>> START
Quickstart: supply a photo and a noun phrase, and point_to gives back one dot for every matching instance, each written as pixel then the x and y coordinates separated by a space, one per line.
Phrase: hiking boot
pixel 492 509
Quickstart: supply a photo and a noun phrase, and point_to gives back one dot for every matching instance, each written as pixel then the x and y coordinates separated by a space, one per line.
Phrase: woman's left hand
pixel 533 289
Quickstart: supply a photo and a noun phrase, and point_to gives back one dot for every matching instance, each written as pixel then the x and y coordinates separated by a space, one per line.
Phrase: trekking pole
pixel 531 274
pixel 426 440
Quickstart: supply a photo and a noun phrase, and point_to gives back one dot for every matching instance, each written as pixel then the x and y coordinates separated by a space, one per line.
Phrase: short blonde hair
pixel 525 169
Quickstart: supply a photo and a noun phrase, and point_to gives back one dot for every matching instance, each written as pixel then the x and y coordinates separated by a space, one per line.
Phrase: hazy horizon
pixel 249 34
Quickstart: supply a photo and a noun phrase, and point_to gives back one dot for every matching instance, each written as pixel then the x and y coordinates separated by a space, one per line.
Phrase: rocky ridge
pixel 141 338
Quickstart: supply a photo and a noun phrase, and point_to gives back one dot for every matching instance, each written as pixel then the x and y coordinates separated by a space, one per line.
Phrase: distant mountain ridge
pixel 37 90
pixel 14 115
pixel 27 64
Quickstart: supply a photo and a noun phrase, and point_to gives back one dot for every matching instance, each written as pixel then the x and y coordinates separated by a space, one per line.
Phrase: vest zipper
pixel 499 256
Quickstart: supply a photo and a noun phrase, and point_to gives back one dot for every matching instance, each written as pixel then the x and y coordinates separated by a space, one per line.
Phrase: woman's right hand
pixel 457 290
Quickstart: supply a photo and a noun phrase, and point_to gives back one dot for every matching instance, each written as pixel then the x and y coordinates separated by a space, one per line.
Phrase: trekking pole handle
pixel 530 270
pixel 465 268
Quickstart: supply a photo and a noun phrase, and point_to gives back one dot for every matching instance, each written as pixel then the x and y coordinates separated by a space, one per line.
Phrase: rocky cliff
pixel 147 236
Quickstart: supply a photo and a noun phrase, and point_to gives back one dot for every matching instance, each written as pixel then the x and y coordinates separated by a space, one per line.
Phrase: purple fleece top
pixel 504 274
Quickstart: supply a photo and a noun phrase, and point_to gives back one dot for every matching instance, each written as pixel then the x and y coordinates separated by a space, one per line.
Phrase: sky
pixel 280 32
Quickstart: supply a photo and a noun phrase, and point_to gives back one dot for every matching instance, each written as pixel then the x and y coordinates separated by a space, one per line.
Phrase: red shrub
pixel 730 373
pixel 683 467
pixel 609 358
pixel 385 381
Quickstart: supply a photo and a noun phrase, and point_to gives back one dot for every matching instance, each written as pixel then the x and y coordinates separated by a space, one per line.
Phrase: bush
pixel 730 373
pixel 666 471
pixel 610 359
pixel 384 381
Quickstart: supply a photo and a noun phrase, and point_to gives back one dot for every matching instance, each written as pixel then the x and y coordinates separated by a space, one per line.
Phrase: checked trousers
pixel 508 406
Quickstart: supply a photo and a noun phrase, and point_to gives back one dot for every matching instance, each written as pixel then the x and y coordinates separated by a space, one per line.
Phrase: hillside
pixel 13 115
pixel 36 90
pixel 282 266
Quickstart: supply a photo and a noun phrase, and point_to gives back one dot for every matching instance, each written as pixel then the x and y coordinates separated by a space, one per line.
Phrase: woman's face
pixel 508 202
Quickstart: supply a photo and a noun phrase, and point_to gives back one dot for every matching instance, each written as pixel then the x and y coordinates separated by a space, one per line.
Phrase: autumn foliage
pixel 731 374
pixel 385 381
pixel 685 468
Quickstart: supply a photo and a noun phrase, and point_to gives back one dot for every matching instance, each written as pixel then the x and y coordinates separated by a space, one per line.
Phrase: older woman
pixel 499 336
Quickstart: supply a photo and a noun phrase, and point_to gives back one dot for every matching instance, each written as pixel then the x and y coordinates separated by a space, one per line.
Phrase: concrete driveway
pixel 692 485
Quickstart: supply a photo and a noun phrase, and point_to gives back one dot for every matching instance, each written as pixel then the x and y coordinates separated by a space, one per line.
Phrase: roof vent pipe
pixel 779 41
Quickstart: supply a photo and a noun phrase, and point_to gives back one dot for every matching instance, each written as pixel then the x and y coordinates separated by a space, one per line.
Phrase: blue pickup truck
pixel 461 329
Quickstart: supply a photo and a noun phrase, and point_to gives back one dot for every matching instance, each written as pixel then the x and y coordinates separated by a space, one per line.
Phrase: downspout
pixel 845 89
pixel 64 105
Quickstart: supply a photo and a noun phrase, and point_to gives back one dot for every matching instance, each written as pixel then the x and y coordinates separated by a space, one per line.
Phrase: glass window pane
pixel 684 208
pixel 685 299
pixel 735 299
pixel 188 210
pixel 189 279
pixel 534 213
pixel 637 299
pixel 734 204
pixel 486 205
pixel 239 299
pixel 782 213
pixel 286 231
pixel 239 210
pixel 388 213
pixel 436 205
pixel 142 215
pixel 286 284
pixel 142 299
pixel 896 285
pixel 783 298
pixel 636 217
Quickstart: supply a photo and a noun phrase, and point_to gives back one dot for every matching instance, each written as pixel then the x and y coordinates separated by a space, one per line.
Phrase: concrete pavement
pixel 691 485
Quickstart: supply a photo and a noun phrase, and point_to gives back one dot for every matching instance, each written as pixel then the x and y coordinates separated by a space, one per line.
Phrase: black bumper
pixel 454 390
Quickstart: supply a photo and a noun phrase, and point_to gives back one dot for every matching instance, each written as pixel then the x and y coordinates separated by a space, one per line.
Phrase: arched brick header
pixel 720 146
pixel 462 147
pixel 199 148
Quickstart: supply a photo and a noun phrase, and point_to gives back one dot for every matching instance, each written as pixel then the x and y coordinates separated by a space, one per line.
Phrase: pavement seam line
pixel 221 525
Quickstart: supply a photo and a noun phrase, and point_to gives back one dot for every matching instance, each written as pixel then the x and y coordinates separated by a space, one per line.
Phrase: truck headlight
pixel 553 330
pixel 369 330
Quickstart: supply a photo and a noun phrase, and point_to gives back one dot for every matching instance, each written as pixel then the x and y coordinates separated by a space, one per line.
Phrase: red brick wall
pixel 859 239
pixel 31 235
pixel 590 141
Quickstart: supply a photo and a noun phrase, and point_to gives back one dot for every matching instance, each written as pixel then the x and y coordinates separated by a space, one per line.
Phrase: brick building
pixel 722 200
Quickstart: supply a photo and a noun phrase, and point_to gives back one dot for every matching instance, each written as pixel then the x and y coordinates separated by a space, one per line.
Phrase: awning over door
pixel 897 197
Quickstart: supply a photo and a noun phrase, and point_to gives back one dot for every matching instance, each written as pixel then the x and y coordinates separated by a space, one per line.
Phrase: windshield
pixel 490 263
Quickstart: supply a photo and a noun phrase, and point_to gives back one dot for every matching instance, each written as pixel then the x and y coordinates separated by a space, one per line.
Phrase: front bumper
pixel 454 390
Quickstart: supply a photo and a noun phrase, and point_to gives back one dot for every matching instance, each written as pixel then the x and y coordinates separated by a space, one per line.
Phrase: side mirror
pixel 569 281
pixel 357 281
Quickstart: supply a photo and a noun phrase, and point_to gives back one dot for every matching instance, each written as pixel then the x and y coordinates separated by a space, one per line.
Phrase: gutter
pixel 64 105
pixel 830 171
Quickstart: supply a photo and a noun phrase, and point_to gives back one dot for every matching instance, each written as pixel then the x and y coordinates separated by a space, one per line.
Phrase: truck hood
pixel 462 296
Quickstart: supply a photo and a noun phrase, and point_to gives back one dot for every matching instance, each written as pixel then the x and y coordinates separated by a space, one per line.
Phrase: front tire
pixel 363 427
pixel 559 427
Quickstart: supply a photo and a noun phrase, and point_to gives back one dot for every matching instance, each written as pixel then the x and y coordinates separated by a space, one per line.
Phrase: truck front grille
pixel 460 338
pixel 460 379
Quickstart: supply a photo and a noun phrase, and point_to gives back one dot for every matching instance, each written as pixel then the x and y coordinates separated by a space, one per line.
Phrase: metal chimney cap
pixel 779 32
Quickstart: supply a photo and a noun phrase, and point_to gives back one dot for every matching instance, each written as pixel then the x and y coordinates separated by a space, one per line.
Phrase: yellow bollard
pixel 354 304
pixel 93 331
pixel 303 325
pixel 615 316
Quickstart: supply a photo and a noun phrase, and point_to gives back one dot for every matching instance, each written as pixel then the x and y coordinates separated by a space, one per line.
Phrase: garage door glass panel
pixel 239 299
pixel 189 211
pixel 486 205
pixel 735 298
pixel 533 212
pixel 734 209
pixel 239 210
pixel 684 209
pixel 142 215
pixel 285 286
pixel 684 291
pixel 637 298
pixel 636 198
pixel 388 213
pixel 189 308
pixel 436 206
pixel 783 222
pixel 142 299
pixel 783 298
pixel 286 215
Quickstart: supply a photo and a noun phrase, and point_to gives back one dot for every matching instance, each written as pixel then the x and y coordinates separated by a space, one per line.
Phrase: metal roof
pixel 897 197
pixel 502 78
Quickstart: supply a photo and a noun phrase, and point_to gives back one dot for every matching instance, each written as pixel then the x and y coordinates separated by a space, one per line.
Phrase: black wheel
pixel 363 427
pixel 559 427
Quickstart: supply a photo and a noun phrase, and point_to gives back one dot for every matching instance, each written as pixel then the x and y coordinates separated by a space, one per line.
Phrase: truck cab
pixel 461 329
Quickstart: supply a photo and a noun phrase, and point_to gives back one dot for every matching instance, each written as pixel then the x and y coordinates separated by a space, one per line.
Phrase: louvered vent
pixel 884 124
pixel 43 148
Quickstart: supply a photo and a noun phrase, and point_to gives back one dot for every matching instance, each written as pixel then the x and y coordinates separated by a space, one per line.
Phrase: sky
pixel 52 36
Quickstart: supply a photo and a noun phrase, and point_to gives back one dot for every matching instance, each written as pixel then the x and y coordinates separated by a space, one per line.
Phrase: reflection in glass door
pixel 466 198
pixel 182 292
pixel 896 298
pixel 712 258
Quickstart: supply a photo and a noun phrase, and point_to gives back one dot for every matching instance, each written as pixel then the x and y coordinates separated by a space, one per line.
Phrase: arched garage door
>> END
Directions »
List every line of the records that contains the word "garage". Case counts.

Worked answer »
Phrase: garage door glass panel
Phrase: arched garage door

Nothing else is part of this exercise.